- **ESERCIZIO BREVE 1**
Elenca tutte le percentuali che compaiono nel testo sugli investimenti nelle imprese italiane.

- **BLOCCO DI TESTO**
# # # # # # #

Resta il fatto che, in termini relativi, anche in Italia gli investimenti sono in crescita: nel 2016, del 39% rispetto all’anno prima. Il comparto “early stage”, quello che finanzia le aziende nella fase di avvio, fra il 2015 e il 2016 è cresciuto del 5%. E cresce anche il fatturato. Da 1,15 milioni di media del 2015 ai 3 milioni previsti per il 2017.

POCHI INVESTITORI

Gli investitori però sono pochi e molto concentrati: i primi nove operatori (360 Capital Partners, Innogest, Invitalia, Ventures, P101, Panakès Partner, Primomiglio, Principia, Uniter Ventures e Vertis) cubano per oltre il 50% degli investimenti. Parlando di cifre, secondo il report della Casaleggio ciascun investitore nel 2016 si è impegnato in media per 2,5 milioni.

Lo studio sottolinea come il problema, in Italia, sia la copertura economica delle fasi di crescita e consolidamento delle aziende, perché i fondi non sono sufficienti. Insomma, le imprese italiane riescono a nascere (il 71% di loro grazie a capitale italiano), ma non hanno la forza di svilupparsi, e questo comporta “un ridimensionamento delle loro ambizioni”. Spesso devono rinunciare ad operare sui mercati esteri o devono trasferire l’azienda “in ecosistemi più sviluppati”. In generale, soffriamo di “una perdita di competitività rispetto ai concorrenti diretti provenienti da altri ecosistemi”.

# # # # # # #

- **DATI DA ELABORARE**

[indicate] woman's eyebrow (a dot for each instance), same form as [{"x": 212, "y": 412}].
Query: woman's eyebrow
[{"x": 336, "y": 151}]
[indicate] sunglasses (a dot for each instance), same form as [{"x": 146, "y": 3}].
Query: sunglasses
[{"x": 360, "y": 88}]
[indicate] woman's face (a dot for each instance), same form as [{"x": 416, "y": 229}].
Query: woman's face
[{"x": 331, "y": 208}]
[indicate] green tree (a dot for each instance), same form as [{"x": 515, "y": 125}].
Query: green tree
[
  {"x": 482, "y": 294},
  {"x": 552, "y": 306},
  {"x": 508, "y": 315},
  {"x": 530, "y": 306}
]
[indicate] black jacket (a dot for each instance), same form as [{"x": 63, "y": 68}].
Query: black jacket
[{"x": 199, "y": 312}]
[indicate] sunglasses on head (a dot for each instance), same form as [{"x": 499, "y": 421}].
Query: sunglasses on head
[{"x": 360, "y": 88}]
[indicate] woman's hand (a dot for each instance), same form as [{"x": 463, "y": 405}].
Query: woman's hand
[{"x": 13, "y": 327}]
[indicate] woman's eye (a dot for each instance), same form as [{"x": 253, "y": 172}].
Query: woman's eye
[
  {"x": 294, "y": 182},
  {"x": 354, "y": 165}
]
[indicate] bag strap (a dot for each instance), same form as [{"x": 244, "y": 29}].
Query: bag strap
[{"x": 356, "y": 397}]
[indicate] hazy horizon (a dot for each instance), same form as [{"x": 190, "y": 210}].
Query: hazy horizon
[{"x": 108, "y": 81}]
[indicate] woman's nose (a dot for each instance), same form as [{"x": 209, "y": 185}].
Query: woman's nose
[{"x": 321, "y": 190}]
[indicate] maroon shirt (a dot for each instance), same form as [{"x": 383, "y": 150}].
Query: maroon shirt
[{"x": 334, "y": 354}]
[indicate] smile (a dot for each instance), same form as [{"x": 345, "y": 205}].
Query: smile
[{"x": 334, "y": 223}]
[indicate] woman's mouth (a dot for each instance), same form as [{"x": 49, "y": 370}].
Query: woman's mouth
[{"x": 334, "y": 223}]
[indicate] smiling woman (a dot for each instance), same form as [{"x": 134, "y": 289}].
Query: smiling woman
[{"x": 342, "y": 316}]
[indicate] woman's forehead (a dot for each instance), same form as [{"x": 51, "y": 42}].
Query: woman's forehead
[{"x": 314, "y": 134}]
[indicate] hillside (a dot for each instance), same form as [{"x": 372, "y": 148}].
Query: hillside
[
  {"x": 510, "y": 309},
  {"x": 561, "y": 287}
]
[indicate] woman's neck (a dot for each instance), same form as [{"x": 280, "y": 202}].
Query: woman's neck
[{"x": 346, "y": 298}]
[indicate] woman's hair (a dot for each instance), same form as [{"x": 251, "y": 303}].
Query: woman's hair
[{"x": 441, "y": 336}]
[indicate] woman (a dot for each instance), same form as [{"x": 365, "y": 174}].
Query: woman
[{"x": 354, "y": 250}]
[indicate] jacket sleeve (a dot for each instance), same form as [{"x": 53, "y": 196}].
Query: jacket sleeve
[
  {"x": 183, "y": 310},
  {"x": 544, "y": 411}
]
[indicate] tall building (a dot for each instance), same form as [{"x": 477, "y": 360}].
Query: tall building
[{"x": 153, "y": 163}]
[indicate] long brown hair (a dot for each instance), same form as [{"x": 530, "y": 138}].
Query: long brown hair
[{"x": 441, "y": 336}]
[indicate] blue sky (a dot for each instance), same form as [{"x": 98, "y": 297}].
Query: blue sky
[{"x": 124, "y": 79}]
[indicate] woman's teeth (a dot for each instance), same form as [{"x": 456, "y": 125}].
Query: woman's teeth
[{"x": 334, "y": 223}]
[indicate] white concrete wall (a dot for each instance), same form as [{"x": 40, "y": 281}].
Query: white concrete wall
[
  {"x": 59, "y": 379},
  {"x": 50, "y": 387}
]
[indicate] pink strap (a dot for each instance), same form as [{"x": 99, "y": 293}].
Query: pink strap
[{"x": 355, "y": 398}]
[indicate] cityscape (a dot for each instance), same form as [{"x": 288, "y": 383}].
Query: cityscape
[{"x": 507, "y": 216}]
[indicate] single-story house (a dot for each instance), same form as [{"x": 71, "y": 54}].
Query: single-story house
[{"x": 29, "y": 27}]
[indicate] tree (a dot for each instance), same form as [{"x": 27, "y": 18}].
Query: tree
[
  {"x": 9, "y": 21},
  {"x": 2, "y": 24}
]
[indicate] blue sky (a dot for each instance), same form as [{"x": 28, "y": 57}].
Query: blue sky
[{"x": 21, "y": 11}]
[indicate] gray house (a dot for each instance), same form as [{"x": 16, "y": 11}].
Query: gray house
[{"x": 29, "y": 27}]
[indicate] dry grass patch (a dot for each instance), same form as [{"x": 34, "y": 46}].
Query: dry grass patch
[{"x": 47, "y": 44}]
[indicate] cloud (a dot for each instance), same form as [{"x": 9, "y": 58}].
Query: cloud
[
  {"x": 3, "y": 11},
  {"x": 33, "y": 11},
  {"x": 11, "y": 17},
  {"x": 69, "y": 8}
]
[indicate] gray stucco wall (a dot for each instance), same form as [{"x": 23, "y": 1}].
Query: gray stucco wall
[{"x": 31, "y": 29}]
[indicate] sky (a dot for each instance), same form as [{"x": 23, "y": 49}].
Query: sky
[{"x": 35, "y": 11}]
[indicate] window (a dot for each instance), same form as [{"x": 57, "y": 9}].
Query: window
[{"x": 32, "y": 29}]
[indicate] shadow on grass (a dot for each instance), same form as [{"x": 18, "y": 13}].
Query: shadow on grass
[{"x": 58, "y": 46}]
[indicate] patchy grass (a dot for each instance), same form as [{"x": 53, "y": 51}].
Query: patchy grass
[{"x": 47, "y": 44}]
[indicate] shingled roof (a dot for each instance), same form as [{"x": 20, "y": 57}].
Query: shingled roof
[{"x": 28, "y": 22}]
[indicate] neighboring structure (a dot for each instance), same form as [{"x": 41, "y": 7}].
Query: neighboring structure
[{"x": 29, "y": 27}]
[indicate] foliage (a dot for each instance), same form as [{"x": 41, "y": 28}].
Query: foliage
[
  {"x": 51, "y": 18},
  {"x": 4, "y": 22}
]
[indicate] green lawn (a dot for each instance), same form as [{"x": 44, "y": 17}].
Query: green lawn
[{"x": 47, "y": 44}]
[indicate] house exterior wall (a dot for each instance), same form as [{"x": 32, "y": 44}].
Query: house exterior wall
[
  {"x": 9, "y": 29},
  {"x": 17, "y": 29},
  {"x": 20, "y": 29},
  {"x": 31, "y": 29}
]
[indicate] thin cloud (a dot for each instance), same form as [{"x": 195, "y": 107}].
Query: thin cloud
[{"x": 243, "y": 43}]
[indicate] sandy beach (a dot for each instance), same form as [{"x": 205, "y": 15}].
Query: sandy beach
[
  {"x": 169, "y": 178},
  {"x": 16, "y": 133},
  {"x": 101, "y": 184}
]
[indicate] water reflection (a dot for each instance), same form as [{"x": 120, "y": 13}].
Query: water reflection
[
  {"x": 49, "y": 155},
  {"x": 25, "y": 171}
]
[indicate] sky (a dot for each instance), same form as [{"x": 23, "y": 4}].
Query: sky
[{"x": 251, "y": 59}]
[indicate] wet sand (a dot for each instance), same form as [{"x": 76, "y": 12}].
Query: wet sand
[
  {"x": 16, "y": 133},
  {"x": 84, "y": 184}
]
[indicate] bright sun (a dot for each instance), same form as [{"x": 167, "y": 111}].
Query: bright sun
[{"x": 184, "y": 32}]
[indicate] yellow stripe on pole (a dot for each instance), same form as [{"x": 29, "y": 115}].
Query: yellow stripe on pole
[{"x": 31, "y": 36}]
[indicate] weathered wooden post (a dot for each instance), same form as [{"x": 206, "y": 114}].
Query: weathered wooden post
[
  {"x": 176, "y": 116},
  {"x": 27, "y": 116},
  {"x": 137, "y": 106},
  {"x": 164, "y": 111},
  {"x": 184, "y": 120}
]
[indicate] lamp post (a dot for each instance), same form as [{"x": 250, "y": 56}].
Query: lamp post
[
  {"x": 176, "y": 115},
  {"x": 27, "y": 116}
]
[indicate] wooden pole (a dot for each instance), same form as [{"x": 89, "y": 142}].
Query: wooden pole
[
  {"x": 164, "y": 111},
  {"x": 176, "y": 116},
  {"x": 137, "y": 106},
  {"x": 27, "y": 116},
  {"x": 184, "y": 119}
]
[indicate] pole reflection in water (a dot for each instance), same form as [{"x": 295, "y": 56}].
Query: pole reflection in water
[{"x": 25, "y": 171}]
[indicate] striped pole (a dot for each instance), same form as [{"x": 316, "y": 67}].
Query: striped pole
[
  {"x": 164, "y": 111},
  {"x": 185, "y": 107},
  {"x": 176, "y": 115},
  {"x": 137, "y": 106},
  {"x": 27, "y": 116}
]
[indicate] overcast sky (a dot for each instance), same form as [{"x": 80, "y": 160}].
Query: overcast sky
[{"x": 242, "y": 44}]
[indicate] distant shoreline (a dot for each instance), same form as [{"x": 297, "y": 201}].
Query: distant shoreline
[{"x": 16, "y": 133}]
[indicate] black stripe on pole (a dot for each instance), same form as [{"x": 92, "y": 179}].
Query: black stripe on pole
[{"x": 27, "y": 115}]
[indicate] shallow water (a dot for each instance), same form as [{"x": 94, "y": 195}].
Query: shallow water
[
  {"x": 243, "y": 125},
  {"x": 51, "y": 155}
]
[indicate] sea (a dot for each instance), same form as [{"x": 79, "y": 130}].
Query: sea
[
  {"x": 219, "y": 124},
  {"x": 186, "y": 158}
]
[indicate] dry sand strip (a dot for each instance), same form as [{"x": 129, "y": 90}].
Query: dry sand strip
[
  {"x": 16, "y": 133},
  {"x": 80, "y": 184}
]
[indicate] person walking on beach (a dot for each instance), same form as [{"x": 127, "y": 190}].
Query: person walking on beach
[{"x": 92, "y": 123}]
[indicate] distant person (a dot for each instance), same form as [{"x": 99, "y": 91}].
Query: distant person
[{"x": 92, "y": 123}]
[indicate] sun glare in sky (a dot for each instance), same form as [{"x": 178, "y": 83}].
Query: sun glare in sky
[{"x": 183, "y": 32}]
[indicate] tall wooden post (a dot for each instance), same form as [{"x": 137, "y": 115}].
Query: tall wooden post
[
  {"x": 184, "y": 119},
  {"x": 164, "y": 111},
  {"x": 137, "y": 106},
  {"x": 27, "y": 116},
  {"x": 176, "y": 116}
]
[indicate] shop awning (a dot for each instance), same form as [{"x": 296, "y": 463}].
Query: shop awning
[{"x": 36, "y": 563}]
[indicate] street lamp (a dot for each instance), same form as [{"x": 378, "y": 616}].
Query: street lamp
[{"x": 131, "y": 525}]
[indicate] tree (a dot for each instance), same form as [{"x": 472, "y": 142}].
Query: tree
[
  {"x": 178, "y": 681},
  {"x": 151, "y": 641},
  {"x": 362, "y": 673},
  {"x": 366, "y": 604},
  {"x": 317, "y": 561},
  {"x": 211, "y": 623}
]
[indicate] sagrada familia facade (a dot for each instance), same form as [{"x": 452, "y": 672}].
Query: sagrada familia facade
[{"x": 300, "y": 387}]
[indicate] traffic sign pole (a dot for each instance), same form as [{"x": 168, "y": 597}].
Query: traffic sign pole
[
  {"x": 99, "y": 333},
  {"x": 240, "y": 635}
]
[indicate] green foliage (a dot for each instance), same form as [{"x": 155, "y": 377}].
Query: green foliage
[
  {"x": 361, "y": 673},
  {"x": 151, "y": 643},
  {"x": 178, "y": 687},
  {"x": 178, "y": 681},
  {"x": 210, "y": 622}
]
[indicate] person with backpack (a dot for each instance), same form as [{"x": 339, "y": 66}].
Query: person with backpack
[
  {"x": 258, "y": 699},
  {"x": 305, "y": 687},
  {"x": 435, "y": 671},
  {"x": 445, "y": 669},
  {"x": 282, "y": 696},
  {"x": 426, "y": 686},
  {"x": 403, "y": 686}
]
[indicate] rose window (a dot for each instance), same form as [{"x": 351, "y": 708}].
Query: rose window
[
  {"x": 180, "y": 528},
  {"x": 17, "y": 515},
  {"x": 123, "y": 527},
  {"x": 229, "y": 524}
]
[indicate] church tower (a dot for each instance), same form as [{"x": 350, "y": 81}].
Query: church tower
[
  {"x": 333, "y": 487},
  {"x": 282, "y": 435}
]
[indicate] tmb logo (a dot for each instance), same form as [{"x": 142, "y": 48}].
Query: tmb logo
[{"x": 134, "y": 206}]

# # # # # # #

- **ESERCIZIO BREVE 2**
Estrai dai record ogni riga che contiene la parola "house", tenendo conto delle maiuscole e delle minuscole.

- **RISPOSTA COMPLETA 1**
39%, 5%, 50%, 71%

- **RISPOSTA COMPLETA 2**
[indicate] single-story house (a dot for each instance), same form as [{"x": 71, "y": 54}].
Query: single-story house
[indicate] gray house (a dot for each instance), same form as [{"x": 16, "y": 11}].
Query: gray house
[indicate] house exterior wall (a dot for each instance), same form as [{"x": 32, "y": 44}].
Query: house exterior wall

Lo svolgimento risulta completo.